[Extracted data entries]
• • • • •

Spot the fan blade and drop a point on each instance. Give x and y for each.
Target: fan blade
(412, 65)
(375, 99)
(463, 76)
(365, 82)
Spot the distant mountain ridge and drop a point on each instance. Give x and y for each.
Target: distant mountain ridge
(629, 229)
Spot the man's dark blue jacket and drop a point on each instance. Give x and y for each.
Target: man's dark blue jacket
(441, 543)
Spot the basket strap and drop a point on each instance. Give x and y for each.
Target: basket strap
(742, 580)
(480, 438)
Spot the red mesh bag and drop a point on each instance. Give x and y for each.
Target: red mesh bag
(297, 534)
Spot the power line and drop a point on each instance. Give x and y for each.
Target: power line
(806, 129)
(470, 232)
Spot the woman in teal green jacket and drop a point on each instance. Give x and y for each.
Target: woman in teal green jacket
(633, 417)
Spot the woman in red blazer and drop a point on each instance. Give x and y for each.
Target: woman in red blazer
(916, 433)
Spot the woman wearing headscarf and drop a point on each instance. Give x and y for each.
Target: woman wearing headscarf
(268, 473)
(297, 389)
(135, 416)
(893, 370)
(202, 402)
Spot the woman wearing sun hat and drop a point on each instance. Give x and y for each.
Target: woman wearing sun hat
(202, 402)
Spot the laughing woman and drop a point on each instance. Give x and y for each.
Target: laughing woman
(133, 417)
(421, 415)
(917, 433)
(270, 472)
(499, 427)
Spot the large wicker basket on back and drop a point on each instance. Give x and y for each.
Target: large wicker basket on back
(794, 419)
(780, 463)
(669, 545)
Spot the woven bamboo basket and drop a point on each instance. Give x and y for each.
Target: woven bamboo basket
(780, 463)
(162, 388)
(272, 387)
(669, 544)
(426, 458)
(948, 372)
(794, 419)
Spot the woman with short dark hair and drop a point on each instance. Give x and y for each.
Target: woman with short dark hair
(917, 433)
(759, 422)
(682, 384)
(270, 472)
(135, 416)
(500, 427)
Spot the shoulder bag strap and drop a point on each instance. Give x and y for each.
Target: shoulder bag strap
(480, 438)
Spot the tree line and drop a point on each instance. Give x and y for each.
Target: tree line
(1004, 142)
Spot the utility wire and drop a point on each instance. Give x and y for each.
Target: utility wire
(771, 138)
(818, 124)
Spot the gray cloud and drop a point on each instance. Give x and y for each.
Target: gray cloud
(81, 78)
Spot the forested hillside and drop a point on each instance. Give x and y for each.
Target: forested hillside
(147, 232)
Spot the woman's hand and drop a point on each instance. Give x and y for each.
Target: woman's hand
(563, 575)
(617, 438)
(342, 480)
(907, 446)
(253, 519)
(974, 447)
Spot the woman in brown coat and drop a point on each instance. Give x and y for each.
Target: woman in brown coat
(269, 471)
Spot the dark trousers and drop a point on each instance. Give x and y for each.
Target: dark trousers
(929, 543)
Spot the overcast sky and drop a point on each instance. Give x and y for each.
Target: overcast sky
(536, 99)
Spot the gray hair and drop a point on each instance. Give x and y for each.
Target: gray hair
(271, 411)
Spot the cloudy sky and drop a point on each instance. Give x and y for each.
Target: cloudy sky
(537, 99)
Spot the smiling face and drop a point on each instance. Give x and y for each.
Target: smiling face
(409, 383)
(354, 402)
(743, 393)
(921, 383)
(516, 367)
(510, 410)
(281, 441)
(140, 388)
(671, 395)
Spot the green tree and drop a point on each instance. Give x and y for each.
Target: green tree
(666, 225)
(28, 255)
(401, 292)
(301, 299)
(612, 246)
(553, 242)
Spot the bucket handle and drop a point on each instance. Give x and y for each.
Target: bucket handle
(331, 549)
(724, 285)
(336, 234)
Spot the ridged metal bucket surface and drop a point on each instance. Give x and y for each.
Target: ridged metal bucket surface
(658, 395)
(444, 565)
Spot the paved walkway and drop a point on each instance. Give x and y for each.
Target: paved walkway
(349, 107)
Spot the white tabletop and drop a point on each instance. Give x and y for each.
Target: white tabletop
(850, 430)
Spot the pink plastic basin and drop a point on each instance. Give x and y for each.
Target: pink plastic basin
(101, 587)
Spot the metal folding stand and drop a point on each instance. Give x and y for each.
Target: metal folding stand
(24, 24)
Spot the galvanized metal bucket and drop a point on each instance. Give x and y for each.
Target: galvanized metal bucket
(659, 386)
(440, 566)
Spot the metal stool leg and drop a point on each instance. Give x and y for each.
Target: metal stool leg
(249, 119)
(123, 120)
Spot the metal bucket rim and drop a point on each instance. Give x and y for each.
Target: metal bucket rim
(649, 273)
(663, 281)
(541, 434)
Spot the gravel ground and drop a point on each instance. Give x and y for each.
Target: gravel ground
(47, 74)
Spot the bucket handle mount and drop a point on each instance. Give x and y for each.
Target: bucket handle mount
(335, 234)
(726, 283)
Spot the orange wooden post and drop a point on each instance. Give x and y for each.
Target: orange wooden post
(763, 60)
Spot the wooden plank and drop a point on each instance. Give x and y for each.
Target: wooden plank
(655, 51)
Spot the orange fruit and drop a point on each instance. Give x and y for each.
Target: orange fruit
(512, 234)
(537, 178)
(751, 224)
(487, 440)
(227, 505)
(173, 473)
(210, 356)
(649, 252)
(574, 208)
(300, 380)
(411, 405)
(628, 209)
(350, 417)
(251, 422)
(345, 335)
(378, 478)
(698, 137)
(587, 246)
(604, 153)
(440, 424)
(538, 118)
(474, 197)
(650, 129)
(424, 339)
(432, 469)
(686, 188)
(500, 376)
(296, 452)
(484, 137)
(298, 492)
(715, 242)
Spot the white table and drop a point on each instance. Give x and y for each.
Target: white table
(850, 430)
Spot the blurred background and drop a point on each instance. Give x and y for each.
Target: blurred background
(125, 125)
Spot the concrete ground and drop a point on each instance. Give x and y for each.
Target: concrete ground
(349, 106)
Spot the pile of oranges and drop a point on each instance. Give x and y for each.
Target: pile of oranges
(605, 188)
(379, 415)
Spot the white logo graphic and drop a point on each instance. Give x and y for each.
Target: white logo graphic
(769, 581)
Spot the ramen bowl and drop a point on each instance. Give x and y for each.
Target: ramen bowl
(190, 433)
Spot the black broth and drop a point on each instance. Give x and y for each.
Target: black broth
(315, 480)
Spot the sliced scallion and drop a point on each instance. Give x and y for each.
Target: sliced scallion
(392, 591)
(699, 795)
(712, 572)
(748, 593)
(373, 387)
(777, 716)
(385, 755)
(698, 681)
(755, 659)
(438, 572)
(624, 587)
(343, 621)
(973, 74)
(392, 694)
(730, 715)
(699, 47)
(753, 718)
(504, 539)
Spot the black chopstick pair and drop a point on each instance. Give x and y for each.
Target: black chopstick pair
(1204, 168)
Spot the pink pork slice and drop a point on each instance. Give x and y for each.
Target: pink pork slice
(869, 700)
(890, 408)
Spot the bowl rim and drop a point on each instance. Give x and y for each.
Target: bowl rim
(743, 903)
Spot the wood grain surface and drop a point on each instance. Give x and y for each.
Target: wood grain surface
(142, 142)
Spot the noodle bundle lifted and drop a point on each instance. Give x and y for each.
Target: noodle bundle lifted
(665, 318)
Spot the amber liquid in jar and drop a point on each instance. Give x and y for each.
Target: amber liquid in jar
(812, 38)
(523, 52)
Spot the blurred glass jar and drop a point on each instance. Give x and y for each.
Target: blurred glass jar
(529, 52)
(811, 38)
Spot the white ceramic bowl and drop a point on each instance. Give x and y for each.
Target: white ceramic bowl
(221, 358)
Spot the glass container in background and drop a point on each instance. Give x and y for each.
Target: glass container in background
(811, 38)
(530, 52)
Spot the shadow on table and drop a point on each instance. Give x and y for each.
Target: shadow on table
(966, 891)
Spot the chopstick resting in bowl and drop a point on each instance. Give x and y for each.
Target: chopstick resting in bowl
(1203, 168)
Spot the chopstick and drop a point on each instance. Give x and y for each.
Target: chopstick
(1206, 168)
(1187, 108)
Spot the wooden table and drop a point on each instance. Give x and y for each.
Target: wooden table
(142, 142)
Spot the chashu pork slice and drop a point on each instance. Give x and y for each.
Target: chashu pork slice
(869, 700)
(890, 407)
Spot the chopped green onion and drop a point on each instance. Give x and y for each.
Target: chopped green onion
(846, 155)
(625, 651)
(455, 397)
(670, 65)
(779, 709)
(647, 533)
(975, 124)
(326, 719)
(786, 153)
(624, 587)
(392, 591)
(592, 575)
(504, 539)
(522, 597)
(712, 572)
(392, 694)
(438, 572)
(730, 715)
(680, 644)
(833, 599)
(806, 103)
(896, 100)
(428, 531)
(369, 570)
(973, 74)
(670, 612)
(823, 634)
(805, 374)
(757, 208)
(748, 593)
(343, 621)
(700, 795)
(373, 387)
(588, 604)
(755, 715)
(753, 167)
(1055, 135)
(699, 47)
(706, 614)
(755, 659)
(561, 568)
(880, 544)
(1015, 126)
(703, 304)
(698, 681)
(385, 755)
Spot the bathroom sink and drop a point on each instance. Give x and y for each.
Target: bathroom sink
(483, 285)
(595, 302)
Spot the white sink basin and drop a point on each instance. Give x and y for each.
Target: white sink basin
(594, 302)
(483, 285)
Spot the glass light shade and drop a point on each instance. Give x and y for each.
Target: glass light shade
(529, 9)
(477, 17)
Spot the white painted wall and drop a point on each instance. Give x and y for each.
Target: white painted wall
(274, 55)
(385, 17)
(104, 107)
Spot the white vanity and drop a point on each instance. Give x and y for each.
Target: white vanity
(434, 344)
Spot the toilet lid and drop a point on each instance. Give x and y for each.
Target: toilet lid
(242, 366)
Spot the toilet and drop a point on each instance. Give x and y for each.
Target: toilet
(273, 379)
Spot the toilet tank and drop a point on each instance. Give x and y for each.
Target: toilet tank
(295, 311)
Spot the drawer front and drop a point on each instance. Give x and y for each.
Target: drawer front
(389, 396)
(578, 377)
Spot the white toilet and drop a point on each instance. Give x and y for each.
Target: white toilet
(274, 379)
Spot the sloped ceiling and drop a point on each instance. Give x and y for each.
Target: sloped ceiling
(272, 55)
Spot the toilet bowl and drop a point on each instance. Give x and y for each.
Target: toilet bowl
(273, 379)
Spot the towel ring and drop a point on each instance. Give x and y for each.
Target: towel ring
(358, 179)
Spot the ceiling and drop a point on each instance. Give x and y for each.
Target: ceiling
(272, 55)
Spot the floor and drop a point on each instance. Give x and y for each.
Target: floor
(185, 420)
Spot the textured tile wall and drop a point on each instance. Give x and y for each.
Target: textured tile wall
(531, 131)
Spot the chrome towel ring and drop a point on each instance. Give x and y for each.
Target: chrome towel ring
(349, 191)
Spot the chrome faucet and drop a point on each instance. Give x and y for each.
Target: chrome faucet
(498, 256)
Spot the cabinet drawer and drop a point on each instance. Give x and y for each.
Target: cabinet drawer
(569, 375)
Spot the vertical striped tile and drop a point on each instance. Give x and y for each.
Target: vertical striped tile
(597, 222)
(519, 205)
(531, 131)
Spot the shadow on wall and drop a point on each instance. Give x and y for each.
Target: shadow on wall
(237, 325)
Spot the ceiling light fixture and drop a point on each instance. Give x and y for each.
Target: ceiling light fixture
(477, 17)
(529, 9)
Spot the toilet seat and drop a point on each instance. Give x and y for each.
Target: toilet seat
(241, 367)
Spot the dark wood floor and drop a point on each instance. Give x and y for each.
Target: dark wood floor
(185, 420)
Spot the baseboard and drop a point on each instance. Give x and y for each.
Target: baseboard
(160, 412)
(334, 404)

• • • • •

== Work to complete ==
Rewrite the rows starting at the line that contains "Spot the ceiling light" and ending at the last row, replacing "toilet seat" with "toilet lid" and changing nothing else.

== Problem solution ==
Spot the ceiling light fixture and drop a point on each instance. Give x and y for each.
Target: ceiling light fixture
(477, 17)
(529, 9)
Spot the toilet lid and drop a point on each instance. Give x and y for each.
Target: toilet lid
(241, 367)
Spot the dark wood floor and drop a point on each instance. Give x and y for each.
Target: dark wood floor
(185, 420)
Spot the baseboard and drop a point on each instance. Give x and y for each.
Target: baseboard
(160, 412)
(334, 404)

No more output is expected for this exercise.